§ WORK ITEM: Would you repeat each line below precisely as it stands?

******

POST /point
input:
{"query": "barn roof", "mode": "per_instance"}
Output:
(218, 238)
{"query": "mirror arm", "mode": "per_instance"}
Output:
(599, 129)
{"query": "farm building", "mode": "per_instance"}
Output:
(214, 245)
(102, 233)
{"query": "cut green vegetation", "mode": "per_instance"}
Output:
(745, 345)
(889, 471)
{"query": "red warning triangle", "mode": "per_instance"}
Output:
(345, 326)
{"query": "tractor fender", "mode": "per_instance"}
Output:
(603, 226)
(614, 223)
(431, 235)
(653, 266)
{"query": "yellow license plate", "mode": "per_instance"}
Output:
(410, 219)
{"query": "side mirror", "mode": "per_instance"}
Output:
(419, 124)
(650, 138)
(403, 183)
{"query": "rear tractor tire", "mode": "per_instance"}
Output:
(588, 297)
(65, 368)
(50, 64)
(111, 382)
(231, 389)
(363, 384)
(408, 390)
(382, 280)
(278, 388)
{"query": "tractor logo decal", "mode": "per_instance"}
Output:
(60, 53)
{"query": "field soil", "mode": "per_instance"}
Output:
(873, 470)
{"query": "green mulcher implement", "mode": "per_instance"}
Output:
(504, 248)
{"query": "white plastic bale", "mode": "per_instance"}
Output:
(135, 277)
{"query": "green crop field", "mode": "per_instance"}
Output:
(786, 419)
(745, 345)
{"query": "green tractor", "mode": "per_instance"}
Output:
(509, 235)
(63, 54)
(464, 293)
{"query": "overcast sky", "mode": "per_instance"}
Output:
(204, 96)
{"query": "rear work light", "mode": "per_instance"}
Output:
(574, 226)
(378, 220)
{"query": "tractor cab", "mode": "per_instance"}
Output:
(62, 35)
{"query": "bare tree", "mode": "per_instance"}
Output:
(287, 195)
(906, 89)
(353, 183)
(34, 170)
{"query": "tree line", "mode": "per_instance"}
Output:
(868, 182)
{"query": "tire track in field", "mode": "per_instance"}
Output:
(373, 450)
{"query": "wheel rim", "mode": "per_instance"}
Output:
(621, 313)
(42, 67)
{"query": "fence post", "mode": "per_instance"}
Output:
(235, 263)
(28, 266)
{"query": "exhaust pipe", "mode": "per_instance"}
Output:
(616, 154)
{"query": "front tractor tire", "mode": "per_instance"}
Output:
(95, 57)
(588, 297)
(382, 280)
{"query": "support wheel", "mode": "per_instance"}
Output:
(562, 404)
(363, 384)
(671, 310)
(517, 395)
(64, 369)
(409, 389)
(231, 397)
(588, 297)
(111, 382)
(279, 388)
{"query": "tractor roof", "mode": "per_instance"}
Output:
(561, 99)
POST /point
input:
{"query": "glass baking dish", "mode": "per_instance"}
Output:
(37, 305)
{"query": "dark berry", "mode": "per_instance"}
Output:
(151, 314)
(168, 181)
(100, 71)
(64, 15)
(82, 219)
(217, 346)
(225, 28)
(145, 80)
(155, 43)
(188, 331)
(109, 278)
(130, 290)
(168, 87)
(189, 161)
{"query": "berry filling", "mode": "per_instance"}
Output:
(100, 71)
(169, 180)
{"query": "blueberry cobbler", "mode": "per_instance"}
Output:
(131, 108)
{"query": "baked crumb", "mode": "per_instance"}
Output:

******

§ TASK RESULT:
POST /point
input:
{"query": "barn roof", "mode": "per_instance"}
Output:
(218, 238)
{"query": "mirror arm", "mode": "per_instance"}
Output:
(599, 129)
{"query": "farm building", "mode": "per_instance"}
Output:
(214, 245)
(102, 233)
{"query": "cut green vegetation", "mode": "per_instance"}
Output:
(745, 345)
(889, 471)
{"query": "red warning triangle", "mode": "per_instance"}
Output:
(345, 326)
{"query": "tractor fender", "mode": "per_instance"}
Output:
(603, 226)
(614, 223)
(431, 235)
(653, 266)
{"query": "yellow license plate", "mode": "per_instance"}
Output:
(410, 219)
{"query": "side mirror", "mode": "per_instance"}
Output:
(419, 124)
(650, 138)
(403, 183)
{"query": "rear tractor tire", "mode": "per_instance"}
Output:
(588, 297)
(65, 368)
(50, 64)
(111, 382)
(231, 389)
(363, 384)
(408, 390)
(382, 280)
(278, 388)
{"query": "tractor logo decal", "mode": "per_instance"}
Output:
(60, 53)
{"query": "field soil", "mode": "per_instance"}
Output:
(873, 470)
{"query": "green mulcher implement", "mode": "per_instance"}
Output:
(504, 248)
{"query": "white plastic bale", "mode": "per_instance"}
Output:
(135, 277)
{"query": "green crop field", "mode": "per_instance"}
Output:
(786, 419)
(745, 345)
{"query": "green tractor", "mode": "per_instance"}
Output:
(509, 235)
(63, 54)
(464, 293)
{"query": "overcast sky", "mode": "per_instance"}
Output:
(204, 96)
{"query": "rear work light", "mode": "per_instance"}
Output:
(574, 226)
(378, 220)
{"query": "tractor cab", "mode": "per_instance"}
Output:
(62, 35)
{"query": "bare tree", "mode": "per_instance"}
Output:
(287, 195)
(906, 89)
(353, 183)
(34, 170)
{"query": "tree line", "mode": "per_instance"}
Output:
(868, 182)
{"query": "tire track in field", "mode": "per_instance"}
Output:
(373, 450)
{"query": "wheel rim", "mode": "per_instance"}
Output:
(621, 313)
(42, 67)
{"query": "fence post", "mode": "per_instance"}
Output:
(235, 263)
(28, 266)
{"query": "exhaust pipe", "mode": "per_instance"}
Output:
(616, 154)
{"query": "front tractor tire", "mode": "per_instance"}
Output:
(95, 57)
(588, 297)
(382, 280)
{"query": "support wheel", "mode": "per_instance"}
Output:
(562, 404)
(363, 384)
(671, 310)
(517, 395)
(64, 369)
(409, 389)
(231, 397)
(588, 297)
(111, 382)
(279, 388)
{"query": "tractor roof", "mode": "per_instance"}
Output:
(561, 99)
POST /point
input:
{"query": "glass baking dish", "mode": "per_instance"}
Output:
(37, 305)
{"query": "dark berry", "mode": "per_instance"}
Output:
(151, 314)
(168, 181)
(100, 71)
(64, 15)
(82, 219)
(217, 346)
(225, 28)
(145, 80)
(155, 43)
(188, 331)
(109, 278)
(130, 290)
(168, 87)
(189, 161)
{"query": "berry filling", "mode": "per_instance"}
Output:
(100, 71)
(169, 180)
{"query": "blueberry cobbler", "mode": "per_instance"}
Output:
(131, 108)
{"query": "baked crumb", "mode": "per_instance"}
Output:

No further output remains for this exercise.